Replace "photograph" with "image" in the entries from the line with "Where is the cypress" through the end, and write out only those lines with nothing else changed.

##########

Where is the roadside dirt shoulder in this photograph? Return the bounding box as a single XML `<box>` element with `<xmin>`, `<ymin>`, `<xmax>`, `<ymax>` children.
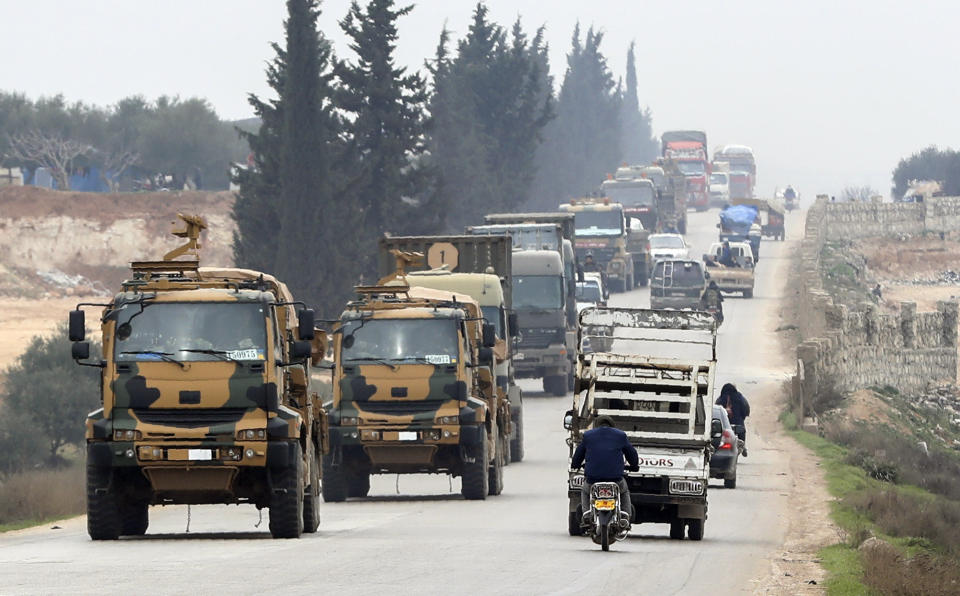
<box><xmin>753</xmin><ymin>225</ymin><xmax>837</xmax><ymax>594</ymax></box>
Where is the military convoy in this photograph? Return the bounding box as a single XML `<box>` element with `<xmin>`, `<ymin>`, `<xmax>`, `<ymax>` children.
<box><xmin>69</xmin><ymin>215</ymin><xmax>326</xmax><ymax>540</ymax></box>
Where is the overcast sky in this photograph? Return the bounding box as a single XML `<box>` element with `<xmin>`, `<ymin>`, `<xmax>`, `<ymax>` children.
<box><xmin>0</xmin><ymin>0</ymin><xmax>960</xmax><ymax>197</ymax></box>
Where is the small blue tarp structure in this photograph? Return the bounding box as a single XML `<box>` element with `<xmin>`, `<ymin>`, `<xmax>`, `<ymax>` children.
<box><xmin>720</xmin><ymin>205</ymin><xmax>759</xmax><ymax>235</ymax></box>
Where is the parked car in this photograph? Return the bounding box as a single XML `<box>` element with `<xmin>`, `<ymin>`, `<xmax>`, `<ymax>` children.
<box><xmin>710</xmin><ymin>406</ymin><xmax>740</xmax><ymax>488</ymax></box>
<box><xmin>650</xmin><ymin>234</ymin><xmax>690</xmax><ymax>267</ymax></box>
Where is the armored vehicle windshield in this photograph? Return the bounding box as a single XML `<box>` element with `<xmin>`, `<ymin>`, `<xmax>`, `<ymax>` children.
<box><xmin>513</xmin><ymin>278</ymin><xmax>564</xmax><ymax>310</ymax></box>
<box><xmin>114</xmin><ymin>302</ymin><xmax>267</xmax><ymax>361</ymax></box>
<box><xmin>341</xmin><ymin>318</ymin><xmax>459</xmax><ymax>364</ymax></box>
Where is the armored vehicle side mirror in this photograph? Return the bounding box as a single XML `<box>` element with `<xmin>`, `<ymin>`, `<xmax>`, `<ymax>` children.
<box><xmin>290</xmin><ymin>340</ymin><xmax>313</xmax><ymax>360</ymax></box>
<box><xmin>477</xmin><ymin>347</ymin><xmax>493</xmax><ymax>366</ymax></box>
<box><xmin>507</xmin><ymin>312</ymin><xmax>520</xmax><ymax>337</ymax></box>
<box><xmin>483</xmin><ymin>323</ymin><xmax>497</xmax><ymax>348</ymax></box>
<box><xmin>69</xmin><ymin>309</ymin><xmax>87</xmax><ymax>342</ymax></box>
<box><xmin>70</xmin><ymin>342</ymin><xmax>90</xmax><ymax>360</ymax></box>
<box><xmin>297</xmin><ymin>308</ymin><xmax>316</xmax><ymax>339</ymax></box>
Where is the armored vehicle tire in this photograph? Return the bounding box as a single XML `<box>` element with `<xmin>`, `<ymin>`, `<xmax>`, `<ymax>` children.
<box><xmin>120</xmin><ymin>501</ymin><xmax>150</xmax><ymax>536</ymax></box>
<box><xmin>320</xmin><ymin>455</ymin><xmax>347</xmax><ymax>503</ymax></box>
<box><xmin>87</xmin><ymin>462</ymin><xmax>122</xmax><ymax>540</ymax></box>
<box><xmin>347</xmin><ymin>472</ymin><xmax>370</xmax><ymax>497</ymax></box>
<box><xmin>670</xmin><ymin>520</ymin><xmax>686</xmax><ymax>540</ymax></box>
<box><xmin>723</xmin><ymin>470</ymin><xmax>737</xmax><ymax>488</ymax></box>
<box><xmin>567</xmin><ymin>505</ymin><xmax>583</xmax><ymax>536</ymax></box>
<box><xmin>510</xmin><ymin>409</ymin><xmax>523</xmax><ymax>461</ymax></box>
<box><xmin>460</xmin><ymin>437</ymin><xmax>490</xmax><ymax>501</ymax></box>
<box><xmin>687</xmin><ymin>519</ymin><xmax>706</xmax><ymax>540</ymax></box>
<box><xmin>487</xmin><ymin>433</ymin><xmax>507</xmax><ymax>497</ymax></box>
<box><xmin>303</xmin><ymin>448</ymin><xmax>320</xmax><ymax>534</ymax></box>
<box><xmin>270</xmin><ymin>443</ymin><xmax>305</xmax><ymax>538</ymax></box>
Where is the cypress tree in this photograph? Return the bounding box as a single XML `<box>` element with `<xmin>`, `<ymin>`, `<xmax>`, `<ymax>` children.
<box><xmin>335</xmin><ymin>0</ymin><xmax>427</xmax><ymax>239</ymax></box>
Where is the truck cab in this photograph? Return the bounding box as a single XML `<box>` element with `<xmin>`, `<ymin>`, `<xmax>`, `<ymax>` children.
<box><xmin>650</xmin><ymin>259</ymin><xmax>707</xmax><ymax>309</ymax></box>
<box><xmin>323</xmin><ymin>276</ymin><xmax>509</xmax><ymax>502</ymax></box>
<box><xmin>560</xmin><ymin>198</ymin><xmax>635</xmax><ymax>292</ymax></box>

##########

▶ **Exercise answer**:
Where is the cypress tree in this image? Return the bounding box as a single XML `<box>` element with `<xmin>`, `<ymin>`, `<xmax>`, `<ymax>` children.
<box><xmin>335</xmin><ymin>0</ymin><xmax>427</xmax><ymax>239</ymax></box>
Where is the truck cab in this image? Return the bounding box as a single XML `<box>` element with `<xmin>`, `<ymin>`, `<xmax>`, `<ymax>` children.
<box><xmin>650</xmin><ymin>259</ymin><xmax>707</xmax><ymax>309</ymax></box>
<box><xmin>323</xmin><ymin>276</ymin><xmax>509</xmax><ymax>502</ymax></box>
<box><xmin>560</xmin><ymin>198</ymin><xmax>635</xmax><ymax>292</ymax></box>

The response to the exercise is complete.